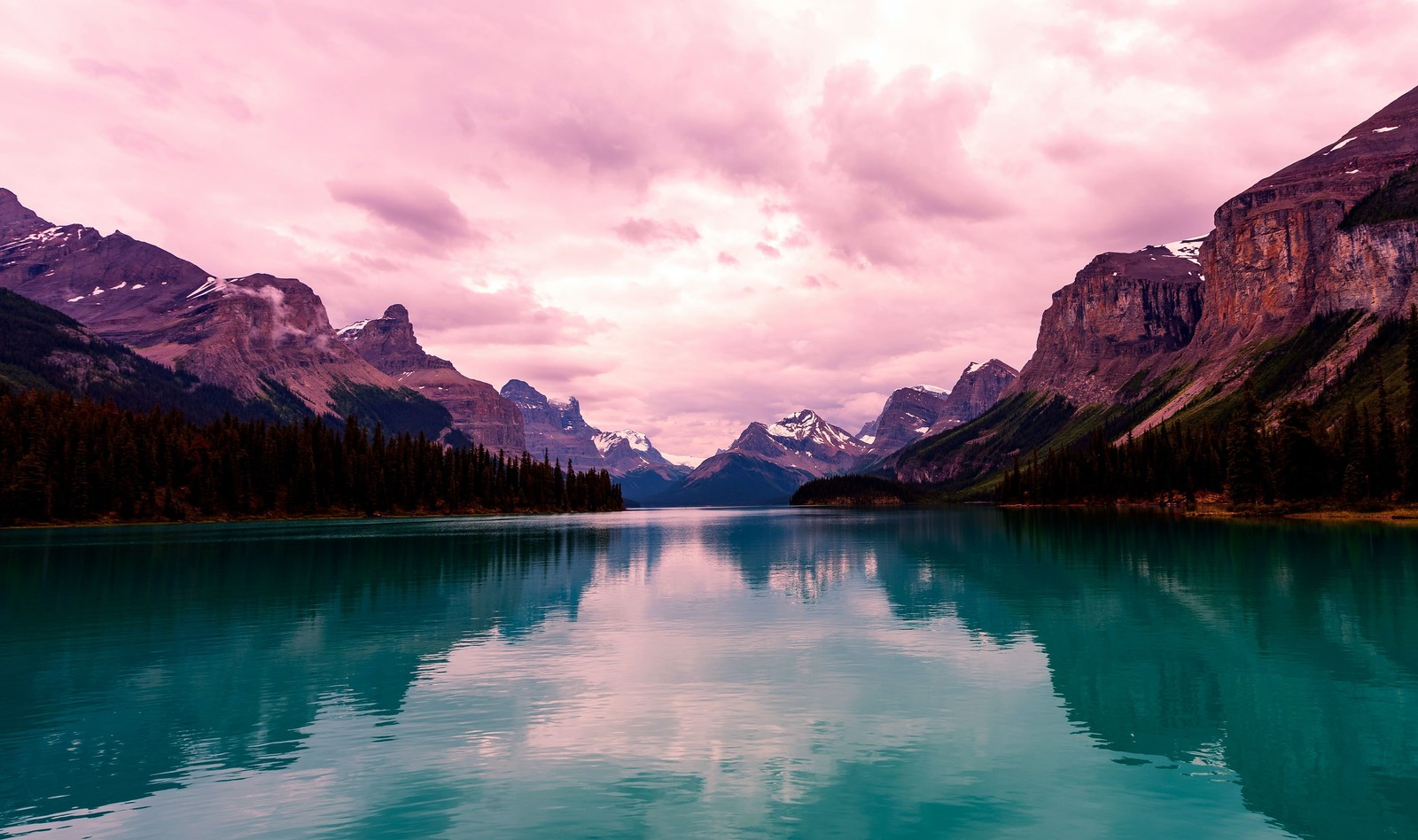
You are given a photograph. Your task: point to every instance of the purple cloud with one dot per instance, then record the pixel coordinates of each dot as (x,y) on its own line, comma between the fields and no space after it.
(647,231)
(413,207)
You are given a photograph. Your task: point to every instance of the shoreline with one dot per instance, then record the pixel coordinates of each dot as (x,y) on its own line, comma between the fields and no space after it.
(312,518)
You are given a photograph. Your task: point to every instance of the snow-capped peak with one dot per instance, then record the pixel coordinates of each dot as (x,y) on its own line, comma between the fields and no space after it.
(796,426)
(609,439)
(807,426)
(1188,249)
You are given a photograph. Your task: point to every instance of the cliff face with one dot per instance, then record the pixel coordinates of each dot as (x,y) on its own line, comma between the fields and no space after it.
(257,335)
(909,412)
(1278,256)
(767,462)
(1333,231)
(477,408)
(553,427)
(978,387)
(1124,314)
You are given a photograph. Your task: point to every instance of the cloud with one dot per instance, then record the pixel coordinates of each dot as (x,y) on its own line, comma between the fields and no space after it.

Goal >> Please set down each line of the data above exactly as written, without the pictures.

Reply >>
You are given a photograph. Your task: point to every instance of the purple cloud with one dot per instance, then record the pixel coordinates of each dot as (x,y) on its own line, comma between the fields and no space after it.
(647,231)
(413,207)
You are given a photograph. Your task: point to every instance of the shoreline with one dot per instance, then record the pixel coordinates of each dot as (x,y) on its own line, comma between the fields and no space after it.
(312,518)
You are given a photograph. Your task: point to every instance of the snow-capped peak with one dot per instance, then record the pixel coordinates of each dot as (x,y) on its own line, comma between the fields and no space after it.
(796,426)
(609,439)
(807,426)
(1188,249)
You are given a photograph. Your task: point to every instance of the cliff face with one dot per instance, then record the pixel coordinates of each dot as (x,y) on its own line, comma between the fields and no space after it.
(257,335)
(909,412)
(1278,256)
(767,462)
(1333,231)
(477,408)
(553,427)
(978,387)
(1124,314)
You are given a photograph. Your task: point to every instance of the cloud with one dot per instance, then record the pixel coordinates of each dot as (x,y) on its own line, comma between the fields and no space after it.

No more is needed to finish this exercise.